— Selected text —
---

I wouldn't want to share a home with a parent who was behaving like your mother.
Well she sounds extraordinarily depressed and I'd be encouraging her to go see her GP as well as encouraging her to get out and bout.
The thing is, if you hate it that much why live there? I can't imagine living at home now and every thing my parents do would piss me off. Whose house it you're living in?
I don't think she's being selfish I think she's no confidence and isI lonely.
Yes Solesource, she is, but this is very hard to live with. we are all still grieving for him.
This is what I mean shagmund freud, some people do so much to get on with things, I don't understand how things have come to this.
Ouch. That's all I can say. You have my every sympathy.
When you say you have to take her on holiday - what do you think would happen if you just said 'no' and left her behind?
We share the house 50/50. Dh and I pay all the bills now that she is retired.
It is a fair size house, we have our own living rooms etc... It wasn't a problem before.
She is lonely as she misses my Dad, but she is fortunate that she doesn't have to live alone, many people do.
It does sound like a difficult situation.
Has your mum always let you share the family home, though? That could swing the balance of expectations for her. If she feels that she has supported you through your married life, she may be expecting you to do the same for her now.

---

— Complete the following —
• A. From the discussion, list each fact given about the ownership, costs, size, or layout of the shared house.
• B. Say whether each statement agrees with the discussion, and quote the deciding words.
(i) The family is described as still grieving.
(ii) One reply calls the mother selfish.
(iii) The mother pays part of the household bills.
• C. According to the discussion, why is the mother lonely?

---

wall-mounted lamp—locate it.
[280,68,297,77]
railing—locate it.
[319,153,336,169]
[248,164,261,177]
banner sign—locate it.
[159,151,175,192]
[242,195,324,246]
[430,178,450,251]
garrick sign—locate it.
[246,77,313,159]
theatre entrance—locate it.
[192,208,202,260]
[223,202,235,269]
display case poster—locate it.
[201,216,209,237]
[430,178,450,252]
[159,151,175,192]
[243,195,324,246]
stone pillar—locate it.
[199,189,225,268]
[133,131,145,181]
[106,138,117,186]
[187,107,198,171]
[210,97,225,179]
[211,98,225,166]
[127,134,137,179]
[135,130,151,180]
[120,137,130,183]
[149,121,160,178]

---

— Responses per task —
• A.
- The house is shared 50/50.
- Dh and the writer pay all the bills.
- It is a fair size house.
- They have their own living rooms.

• B.
(i) Yes: "we are all still grieving for him."
(ii) No: "I don't think she's being selfish"
(iii) No: "Dh and I pay all the bills now that she is retired."

• C. She misses the writer's dad.